#### Problem statement
This task calls for copying each line below that contains "statue".

#### Recorded information

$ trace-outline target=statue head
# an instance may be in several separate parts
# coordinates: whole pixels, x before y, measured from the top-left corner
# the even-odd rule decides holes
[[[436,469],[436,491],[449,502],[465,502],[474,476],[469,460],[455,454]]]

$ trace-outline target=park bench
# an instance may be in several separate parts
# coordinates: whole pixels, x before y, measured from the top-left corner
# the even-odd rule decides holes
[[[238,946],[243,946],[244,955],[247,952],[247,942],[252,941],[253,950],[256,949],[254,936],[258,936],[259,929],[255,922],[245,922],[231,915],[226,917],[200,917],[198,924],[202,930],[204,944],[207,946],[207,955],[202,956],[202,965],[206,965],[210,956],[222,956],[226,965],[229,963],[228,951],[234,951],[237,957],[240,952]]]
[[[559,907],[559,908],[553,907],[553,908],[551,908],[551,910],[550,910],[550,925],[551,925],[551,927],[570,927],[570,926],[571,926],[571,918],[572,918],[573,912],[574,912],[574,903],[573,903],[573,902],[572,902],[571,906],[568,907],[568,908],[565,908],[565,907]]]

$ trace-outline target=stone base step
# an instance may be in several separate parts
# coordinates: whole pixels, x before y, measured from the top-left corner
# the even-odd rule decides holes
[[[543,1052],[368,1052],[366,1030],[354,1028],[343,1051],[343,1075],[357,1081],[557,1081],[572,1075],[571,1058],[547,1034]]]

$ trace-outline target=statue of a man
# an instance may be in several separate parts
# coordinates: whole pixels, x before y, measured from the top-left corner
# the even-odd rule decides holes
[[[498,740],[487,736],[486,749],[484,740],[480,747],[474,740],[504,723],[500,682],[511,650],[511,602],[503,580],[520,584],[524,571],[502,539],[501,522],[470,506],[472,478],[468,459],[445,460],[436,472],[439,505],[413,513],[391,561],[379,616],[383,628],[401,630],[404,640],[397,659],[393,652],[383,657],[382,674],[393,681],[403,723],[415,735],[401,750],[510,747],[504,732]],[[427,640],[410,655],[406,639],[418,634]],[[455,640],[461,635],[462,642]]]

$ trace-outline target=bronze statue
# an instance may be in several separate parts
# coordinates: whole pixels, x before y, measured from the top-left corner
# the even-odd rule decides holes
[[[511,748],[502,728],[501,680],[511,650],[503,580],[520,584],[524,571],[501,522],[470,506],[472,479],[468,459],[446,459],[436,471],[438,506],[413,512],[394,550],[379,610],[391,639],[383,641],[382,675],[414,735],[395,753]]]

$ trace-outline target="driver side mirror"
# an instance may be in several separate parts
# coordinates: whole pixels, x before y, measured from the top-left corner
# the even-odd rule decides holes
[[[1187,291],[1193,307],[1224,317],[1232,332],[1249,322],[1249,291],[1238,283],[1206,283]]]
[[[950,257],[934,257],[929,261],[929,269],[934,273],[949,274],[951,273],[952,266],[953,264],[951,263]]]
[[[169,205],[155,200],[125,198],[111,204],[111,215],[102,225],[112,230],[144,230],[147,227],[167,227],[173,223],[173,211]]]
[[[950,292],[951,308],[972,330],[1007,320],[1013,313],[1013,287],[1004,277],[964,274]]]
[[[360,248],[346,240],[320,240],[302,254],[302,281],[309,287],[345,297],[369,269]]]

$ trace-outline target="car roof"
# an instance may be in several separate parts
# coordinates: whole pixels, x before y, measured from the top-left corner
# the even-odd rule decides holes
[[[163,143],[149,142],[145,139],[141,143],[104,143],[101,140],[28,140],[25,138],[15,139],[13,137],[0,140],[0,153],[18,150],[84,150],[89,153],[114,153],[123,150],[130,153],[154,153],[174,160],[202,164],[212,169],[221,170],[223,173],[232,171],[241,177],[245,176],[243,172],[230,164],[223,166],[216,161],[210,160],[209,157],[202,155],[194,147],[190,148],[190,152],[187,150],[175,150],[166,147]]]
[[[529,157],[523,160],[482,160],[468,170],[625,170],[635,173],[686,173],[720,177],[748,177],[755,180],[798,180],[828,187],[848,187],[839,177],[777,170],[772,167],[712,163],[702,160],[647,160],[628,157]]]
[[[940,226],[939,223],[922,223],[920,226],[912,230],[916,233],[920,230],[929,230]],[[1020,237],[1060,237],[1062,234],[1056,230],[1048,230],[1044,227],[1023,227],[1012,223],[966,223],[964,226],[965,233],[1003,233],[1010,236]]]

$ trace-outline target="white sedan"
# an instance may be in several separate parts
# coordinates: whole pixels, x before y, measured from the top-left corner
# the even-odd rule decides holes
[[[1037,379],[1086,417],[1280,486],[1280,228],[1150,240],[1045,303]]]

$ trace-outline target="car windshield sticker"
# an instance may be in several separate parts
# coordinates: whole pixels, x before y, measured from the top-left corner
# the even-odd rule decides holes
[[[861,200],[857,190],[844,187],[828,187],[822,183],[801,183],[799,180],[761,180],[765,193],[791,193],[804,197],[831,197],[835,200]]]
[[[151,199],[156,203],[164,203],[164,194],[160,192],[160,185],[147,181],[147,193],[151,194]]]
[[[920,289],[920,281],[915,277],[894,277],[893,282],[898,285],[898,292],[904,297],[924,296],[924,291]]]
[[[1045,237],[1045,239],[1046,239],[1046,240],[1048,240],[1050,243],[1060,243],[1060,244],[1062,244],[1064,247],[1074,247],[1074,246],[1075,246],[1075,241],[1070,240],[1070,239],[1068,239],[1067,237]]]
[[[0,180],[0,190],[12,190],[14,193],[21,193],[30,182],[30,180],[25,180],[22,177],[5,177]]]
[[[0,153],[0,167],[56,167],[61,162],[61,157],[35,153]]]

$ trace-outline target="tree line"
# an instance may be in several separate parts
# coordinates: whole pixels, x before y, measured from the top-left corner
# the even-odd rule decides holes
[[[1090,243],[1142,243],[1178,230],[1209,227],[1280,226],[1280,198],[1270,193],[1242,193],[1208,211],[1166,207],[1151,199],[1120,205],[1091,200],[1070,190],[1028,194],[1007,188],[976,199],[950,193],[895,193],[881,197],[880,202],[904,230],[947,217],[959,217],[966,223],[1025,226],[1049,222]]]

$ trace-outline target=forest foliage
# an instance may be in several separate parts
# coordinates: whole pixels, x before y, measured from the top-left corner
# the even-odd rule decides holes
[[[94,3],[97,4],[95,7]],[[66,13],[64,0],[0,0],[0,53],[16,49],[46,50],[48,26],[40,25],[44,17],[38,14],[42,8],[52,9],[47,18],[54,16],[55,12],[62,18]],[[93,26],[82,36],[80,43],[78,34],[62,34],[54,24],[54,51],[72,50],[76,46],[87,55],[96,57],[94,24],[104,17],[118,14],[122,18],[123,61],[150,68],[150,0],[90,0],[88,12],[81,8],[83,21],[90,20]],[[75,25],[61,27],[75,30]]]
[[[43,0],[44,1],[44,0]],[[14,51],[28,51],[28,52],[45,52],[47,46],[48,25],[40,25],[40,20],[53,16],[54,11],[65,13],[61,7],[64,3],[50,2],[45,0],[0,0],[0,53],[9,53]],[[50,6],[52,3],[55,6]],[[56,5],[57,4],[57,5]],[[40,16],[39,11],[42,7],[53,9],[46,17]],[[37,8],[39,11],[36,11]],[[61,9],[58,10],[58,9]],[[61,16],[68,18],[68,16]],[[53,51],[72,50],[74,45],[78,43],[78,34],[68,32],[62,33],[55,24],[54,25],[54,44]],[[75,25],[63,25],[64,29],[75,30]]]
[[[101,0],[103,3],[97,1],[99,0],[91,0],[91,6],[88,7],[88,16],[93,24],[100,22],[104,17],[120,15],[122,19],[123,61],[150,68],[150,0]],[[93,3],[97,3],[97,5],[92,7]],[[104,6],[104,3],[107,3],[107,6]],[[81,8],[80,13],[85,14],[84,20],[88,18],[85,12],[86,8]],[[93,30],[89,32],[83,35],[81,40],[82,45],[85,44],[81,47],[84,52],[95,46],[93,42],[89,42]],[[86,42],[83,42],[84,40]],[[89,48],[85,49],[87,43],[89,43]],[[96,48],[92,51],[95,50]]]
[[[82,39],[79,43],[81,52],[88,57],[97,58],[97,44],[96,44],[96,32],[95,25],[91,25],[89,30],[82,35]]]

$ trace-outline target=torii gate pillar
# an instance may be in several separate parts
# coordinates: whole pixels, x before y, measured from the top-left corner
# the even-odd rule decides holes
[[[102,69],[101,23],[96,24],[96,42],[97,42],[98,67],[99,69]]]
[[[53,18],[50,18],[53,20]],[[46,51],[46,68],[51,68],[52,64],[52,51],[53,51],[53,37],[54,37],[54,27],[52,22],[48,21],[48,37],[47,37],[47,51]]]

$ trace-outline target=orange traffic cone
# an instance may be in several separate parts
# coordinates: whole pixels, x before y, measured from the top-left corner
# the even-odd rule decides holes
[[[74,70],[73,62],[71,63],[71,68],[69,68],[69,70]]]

#### Task output
$ trace-outline target=statue head
$ trace-outline target=statue of a man
$ trace-outline target=bronze statue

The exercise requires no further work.